BEGIN Source excerpt
The quantities \(\Omega_{nm}\) and \(\Omega'_{nm}\) are subsequently replaced by the Debye frequency, and therefore are not given here. Such a replacement apparently does not substantially affect the determination of the critical temperature \(T_c\) and the magnitude of the isotope effect. Functions with a wavy bar are equal to the half-sum of functions with arguments \(x+i\delta\) and \(x-i\delta\).

Setting \(x=0\) and \(x=E_n^c\) \((n=1,2)\) in equation (17), we obtain a system of 4 equations from which the quantity \(T_c\) is determined. From the compatibility condition of this system we obtain the equation \((C\ne 0)\)

\[ a_0\xi^2-b_0\xi+1=0, \tag{18} \]

for determining the positive quantity \(\xi\)

\[ \xi=\ln\frac{2\gamma\beta_c\omega_D}{\pi} = \frac{b_0\pm\sqrt{b_0^2-4a_0}}{2a_0}, \tag{19} \]

and thereby the critical temperature of the superconductor

\[ T_{c0}=\frac{2\gamma}{\pi}\,T_D e^{-\xi_\pm}, \tag{20} \]

where

\[ b_0=N_1\Gamma_{11}+N_2\Gamma_{22},\qquad a_0=N_1N_2(\Gamma_{11}\Gamma_{22}-\Gamma_{12}\Gamma_{21}), \]

\[ \Gamma_{11}=D_{11} - \frac{V^c_{11}}{(1+V^c_{11}N_1\eta_1)} + \frac{V^c_{12}V^c_{21}N_2\eta_2}{(1+V^c_{11}N_1\eta_1)C}, \tag{21} \]

\[ \Gamma_{12}=D_{12}-\frac{V^c_{12}}{C}, \qquad \eta_n=\ln\frac{E_n^c}{\hbar\omega_D}, \]

\[ C=(1+V^c_{11}N_1\eta_1)(1+V^c_{12}N_2\eta_2) - N_1N_2V^c_{12}V^c_{21}\eta_1\eta_2. \tag{22} \]

The quantities \(\Gamma_{22}\) and \(\Gamma_{21}\) are determined analogously. On the basis of the last formulas we obtain the following formula for the isotopic change of the critical temperature:

\[ \frac{\delta T_c}{T_c} = -\frac{1}{2}\frac{\delta M}{M}(1-\zeta), \]

where

\[ \zeta_\pm= \pm \frac{1}{a_0\sqrt{b_0^2-4a_0}} \{[\xi_\pm(2a_0\xi_\pm-b_0)+1]\gamma_1-a_0\xi_\pm\gamma_2\}, \]

\[ \gamma_1= -N_1N_2\{\Gamma_{11}N_2(\Gamma_{22}-D_{22})^2 + \Gamma_{22}N_1(\Gamma_{11}-D_{11})^2 + \]

\[ + \frac{(D_{12}V^c_{21}+D_{21}V^c_{12})}{C} [N_1(\Gamma_{11}-D_{11})+N_2(\Gamma_{22}-D_{22})] - \]

\[ - \frac{V^c_{12}V^c_{21}}{C^2} [N_1\Gamma_{11}+N_2\Gamma_{22}-2N_1D_{11}-2N_2D_{22}]\}, \tag{23} \]

\[ \gamma_2= - \left[ N_1^2(\Gamma_{11}-D_{11})^2 + N_2^2(\Gamma_{22}-D_{22})^2 + \frac{2V^c_{12}V^c_{21}N_1N_2}{C^2} \right]. \]

If the quantities determining interband transitions are small,\({}^{4}\) and may be neglected, then the two bands are independent, and in each of them its own critical temperature is established. Thus, for example, in the first band we have

\[ \xi_1=(N_1\Gamma_{11})^{-1}, \qquad \zeta_1= \left(\frac{\Gamma_{11}-D_{11}}{\Gamma_{11}}\right)^2, \qquad \Gamma_{11}=D_{11}-V^c_{11}/(1+V^c_{11}N_1\eta_1). \tag{24} \]

These formulas coincide with the results of works \({}^{5,6}\), in which the influence of Coulomb interaction on the critical temperature of pure superconductors in the one-band model is taken into account.
END Source excerpt
BEGIN Given records
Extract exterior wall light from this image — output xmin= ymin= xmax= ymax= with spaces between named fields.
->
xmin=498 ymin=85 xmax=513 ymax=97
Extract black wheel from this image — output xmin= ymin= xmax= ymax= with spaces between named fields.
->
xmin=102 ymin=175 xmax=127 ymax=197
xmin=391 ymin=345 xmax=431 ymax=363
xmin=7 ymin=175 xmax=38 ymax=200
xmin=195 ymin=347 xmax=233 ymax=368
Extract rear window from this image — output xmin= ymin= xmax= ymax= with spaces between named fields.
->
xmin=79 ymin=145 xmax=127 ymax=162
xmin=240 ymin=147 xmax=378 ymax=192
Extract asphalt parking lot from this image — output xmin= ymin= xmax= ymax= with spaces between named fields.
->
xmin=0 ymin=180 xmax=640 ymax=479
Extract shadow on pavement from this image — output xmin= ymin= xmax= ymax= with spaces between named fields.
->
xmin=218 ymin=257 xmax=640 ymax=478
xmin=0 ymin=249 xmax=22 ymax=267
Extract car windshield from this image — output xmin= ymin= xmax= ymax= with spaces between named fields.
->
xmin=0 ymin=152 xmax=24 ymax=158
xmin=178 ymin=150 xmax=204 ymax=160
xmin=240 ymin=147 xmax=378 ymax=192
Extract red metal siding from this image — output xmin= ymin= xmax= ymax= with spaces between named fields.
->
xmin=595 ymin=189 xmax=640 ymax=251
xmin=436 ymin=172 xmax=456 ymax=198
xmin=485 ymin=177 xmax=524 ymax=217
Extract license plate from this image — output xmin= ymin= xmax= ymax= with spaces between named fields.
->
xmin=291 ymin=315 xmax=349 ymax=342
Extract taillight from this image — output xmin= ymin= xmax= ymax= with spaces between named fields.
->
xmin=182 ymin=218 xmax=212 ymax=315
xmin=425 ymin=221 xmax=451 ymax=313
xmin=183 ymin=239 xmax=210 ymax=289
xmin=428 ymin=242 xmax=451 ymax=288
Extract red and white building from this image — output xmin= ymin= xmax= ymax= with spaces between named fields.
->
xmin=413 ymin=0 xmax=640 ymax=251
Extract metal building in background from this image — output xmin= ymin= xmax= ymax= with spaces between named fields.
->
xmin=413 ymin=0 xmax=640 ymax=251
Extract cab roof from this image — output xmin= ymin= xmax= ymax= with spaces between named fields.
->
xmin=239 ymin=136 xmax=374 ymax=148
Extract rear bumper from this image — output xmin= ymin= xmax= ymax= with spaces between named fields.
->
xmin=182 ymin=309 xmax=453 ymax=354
END Given records
• _Work instructions_:
1 > Copy out the part of the superconductivity excerpt between "Setting \(x=0\) and" and "equation \((C\ne 0)\)", inclusive.
2 > In the superconductivity excerpt, what are the quantities \(\Omega_{nm}\) and \(\Omega'_{nm}\) later replaced by?

• _Answers to the exercises_:
1 >
Setting \(x=0\) and \(x=E_n^c\) \((n=1,2)\) in equation (17), we obtain a system of 4 equations from which the quantity \(T_c\) is determined. From the compatibility condition of this system we obtain the equation \((C\ne 0)\)

2 > The Debye frequency.